----- Records to use -----
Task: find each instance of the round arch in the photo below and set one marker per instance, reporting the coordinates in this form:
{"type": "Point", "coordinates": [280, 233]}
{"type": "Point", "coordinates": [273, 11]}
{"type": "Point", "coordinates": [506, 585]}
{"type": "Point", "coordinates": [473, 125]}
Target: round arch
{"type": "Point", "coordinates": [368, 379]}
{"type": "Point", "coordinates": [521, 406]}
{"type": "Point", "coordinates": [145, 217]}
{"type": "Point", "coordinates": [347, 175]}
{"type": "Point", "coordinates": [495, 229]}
-----
**Required work:** What this exercise asks for is an exact copy of all the records.

**Solution to this problem:**
Task: find each instance of the round arch in the photo below and set one marker per instance, reporting the coordinates in this form:
{"type": "Point", "coordinates": [280, 233]}
{"type": "Point", "coordinates": [273, 11]}
{"type": "Point", "coordinates": [506, 585]}
{"type": "Point", "coordinates": [473, 125]}
Target: round arch
{"type": "Point", "coordinates": [368, 379]}
{"type": "Point", "coordinates": [521, 406]}
{"type": "Point", "coordinates": [145, 217]}
{"type": "Point", "coordinates": [347, 175]}
{"type": "Point", "coordinates": [495, 229]}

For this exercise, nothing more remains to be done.